##### Exercise inputs #####

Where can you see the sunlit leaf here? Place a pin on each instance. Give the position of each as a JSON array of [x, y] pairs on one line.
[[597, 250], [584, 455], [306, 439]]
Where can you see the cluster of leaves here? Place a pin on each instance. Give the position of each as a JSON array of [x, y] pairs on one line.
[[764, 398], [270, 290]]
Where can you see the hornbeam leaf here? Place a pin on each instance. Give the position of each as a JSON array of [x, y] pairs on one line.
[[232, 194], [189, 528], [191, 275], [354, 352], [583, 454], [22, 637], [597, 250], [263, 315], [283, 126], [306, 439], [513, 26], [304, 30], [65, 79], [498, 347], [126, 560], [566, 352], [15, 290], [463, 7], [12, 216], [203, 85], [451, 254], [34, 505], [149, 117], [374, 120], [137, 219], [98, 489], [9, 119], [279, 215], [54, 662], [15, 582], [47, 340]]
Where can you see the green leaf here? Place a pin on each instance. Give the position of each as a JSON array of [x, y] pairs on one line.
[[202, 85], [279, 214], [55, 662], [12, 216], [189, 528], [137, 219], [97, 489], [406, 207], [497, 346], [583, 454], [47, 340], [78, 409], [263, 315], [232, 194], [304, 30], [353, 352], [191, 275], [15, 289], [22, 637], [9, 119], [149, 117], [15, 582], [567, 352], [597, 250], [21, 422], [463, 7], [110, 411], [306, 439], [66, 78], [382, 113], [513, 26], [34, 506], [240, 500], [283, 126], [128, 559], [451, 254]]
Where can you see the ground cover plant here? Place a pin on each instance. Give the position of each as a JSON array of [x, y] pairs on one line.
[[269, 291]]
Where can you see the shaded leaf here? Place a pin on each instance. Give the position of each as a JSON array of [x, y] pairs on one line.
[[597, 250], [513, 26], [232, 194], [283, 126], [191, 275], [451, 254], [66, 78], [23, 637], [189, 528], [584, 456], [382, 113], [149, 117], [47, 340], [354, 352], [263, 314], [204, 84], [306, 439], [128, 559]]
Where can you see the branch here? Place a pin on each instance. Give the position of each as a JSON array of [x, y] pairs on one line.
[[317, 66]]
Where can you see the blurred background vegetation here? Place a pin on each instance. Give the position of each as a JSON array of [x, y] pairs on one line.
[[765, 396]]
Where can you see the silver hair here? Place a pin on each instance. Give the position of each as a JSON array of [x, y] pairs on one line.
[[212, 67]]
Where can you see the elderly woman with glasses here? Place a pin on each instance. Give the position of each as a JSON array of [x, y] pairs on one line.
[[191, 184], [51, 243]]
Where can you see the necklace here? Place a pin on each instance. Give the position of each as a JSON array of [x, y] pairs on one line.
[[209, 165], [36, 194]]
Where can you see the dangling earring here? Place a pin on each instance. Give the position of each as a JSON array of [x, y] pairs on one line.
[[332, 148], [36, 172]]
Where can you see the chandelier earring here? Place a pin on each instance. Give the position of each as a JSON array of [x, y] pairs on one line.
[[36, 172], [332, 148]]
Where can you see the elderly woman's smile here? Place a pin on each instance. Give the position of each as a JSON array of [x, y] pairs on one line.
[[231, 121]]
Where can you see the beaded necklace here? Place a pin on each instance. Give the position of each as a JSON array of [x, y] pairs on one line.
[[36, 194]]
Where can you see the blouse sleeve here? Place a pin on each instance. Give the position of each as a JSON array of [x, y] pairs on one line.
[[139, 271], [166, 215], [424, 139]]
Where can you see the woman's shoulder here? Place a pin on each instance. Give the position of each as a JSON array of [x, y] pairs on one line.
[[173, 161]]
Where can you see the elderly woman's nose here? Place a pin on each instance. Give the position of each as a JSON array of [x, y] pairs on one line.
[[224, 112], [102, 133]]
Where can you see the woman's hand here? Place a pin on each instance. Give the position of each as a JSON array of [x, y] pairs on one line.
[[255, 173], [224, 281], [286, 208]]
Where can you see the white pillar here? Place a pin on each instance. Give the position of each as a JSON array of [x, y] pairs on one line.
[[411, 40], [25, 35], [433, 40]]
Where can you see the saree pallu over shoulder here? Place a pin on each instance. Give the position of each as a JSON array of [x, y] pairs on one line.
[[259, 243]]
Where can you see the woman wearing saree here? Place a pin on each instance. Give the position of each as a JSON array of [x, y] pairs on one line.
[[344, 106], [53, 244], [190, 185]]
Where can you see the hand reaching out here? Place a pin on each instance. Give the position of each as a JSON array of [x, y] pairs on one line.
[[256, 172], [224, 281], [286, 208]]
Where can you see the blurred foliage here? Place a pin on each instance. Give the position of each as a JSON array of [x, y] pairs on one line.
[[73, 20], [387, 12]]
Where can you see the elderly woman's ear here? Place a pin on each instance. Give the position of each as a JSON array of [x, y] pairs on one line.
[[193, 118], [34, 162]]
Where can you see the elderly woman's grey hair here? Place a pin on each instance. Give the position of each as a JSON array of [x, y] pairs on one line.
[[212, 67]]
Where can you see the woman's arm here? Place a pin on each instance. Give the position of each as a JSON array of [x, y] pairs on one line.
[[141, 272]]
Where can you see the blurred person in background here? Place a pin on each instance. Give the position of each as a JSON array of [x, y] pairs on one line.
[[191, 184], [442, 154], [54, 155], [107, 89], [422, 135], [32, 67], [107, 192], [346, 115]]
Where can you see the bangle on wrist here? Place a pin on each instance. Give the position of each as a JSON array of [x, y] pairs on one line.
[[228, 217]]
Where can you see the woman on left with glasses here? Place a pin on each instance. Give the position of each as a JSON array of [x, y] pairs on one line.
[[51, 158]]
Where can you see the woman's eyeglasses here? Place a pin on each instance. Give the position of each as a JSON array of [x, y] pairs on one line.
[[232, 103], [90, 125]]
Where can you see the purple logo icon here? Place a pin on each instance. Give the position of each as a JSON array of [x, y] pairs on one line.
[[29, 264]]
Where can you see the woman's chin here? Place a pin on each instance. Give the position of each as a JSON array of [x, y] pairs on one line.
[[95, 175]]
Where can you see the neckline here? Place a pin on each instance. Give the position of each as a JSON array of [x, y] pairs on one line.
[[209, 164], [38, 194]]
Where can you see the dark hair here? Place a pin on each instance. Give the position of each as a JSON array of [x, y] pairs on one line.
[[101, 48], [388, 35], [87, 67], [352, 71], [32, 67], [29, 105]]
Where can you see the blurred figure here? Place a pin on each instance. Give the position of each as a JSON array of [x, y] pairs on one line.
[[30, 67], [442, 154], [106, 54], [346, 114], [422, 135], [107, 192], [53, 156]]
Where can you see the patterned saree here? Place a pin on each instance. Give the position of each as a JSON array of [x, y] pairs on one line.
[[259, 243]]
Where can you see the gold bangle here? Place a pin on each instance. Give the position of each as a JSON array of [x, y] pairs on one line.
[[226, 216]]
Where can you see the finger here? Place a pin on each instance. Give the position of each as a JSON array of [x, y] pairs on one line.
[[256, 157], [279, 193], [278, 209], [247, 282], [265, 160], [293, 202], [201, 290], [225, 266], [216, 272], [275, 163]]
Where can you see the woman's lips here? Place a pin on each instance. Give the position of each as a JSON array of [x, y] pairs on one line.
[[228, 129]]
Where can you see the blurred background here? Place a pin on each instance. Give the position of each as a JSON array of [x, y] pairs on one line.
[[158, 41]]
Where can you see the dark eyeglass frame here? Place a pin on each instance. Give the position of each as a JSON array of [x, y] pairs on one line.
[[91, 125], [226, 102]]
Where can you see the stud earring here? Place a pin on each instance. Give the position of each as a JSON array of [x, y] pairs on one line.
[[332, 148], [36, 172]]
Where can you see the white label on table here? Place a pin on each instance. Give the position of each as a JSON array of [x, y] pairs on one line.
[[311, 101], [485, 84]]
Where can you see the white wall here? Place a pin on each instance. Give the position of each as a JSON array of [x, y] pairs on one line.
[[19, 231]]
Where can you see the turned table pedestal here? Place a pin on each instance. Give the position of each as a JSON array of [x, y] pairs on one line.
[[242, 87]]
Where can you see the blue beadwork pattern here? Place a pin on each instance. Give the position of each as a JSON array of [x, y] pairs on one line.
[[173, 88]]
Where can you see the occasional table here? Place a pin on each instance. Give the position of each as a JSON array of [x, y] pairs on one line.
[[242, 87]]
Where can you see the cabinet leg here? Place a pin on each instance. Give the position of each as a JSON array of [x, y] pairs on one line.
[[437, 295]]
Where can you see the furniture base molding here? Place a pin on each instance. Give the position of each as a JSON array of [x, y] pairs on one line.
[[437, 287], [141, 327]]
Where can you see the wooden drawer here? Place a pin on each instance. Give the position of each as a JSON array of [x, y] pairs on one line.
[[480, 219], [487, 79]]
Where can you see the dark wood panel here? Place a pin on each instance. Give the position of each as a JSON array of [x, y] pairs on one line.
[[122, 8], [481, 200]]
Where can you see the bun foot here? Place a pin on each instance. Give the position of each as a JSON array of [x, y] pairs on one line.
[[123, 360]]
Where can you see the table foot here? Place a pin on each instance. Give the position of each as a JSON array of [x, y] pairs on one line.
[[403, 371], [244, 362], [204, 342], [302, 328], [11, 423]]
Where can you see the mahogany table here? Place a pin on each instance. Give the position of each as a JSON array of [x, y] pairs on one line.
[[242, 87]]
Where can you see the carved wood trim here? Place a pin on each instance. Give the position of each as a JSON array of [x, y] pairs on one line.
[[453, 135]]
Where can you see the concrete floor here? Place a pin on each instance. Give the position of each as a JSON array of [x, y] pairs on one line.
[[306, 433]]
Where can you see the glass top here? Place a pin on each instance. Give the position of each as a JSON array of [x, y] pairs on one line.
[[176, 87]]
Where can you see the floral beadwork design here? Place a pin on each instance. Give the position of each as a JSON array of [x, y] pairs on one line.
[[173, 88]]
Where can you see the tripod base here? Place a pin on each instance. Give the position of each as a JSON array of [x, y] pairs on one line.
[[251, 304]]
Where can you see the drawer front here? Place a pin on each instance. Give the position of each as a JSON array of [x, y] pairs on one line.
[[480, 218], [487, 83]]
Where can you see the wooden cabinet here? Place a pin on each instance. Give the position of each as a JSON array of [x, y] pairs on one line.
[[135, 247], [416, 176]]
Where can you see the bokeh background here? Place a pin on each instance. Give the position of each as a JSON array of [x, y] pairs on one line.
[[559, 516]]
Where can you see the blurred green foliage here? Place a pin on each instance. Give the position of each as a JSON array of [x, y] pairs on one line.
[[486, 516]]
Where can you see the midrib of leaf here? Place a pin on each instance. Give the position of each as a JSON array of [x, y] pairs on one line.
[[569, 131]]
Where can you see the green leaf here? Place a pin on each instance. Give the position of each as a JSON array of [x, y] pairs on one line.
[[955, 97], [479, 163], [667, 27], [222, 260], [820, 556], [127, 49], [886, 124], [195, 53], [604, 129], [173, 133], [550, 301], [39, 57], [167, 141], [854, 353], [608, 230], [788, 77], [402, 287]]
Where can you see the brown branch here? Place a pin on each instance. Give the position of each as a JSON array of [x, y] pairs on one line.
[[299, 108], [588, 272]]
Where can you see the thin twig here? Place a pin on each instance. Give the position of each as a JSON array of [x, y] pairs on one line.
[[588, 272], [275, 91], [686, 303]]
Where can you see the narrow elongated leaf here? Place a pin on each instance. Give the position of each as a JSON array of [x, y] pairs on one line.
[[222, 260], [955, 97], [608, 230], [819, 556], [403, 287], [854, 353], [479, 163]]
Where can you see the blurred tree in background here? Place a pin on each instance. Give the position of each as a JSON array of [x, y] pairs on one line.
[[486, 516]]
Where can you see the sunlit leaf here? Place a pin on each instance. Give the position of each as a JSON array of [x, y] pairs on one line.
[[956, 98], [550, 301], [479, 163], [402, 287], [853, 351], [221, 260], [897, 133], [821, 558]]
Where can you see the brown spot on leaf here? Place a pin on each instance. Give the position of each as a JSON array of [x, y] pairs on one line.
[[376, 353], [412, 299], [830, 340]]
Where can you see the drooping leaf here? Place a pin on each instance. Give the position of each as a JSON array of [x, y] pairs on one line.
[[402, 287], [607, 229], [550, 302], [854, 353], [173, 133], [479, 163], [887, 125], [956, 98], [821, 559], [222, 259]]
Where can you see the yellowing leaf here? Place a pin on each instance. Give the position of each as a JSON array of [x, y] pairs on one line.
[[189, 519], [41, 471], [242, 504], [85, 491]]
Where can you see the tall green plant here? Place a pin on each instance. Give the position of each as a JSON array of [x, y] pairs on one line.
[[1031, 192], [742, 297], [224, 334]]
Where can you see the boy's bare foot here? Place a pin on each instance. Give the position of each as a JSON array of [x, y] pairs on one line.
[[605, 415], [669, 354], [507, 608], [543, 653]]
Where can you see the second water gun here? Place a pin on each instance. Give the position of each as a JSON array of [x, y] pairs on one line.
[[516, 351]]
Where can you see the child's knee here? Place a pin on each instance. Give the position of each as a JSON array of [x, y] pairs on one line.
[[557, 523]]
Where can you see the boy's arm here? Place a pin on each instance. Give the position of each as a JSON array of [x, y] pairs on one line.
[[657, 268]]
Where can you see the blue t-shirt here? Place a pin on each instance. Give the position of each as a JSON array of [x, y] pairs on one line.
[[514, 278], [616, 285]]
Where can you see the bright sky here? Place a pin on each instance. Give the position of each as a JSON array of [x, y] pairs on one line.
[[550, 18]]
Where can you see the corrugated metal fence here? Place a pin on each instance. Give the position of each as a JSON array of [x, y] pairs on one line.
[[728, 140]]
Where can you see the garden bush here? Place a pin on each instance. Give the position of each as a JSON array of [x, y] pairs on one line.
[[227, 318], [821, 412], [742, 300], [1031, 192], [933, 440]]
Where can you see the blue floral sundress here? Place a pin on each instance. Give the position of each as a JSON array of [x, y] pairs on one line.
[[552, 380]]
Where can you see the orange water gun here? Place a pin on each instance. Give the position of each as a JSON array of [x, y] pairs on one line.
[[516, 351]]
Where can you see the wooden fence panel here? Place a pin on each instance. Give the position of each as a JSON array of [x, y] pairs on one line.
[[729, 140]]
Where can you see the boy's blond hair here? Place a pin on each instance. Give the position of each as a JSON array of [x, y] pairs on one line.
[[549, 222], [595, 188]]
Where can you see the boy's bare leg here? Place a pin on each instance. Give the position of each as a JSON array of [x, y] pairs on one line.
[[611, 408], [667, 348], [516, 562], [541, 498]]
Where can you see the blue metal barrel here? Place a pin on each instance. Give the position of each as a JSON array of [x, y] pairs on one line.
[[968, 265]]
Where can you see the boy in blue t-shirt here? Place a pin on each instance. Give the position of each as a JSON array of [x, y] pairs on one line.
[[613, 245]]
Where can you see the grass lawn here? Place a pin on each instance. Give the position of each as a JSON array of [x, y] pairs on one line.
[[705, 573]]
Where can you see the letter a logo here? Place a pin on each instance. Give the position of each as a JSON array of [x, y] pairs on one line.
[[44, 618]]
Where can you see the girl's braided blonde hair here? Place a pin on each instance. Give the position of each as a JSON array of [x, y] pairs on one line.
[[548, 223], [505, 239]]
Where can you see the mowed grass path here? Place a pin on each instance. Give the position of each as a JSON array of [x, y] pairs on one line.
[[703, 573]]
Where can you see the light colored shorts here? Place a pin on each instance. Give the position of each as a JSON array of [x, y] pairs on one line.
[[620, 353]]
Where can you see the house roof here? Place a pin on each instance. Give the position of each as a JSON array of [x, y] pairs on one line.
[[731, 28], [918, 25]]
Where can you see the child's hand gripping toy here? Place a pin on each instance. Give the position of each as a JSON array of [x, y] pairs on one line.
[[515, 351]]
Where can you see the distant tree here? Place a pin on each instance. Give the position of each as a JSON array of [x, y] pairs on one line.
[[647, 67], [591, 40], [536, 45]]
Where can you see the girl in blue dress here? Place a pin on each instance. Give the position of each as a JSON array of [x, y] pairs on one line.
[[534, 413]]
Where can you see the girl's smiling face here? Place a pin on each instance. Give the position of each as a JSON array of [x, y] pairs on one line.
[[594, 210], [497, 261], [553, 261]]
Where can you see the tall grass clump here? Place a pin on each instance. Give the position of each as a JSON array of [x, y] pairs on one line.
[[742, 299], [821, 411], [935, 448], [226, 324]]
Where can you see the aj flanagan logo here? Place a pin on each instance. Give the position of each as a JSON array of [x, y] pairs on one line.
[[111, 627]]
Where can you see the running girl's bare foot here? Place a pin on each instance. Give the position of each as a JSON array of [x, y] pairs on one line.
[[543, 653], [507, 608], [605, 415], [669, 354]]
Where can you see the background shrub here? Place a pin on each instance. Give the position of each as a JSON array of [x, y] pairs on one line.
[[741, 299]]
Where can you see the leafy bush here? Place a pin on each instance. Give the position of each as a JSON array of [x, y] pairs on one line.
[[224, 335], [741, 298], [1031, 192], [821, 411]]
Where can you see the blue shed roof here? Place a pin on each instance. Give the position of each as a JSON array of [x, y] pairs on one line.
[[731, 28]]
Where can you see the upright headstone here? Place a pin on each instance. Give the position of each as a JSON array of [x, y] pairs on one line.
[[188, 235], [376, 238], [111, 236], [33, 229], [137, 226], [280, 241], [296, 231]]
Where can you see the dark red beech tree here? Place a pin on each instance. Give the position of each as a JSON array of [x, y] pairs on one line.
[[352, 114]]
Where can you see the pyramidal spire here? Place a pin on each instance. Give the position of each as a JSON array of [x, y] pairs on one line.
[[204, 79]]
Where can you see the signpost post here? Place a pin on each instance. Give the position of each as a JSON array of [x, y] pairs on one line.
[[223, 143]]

#####

» What the task requires
Leave out every line ahead of the one containing "Where can you see the pyramidal" and print the rest of the listing exactly.

» Result of the task
Where can you see the pyramidal spire here? Place a pin on each instance. Give the position of each as a JSON array of [x, y] pairs on one line.
[[204, 79]]
Where can you see the signpost post here? Place a pin on each instance. Give the position of each as a JSON array of [x, y] pairs on one line.
[[223, 143]]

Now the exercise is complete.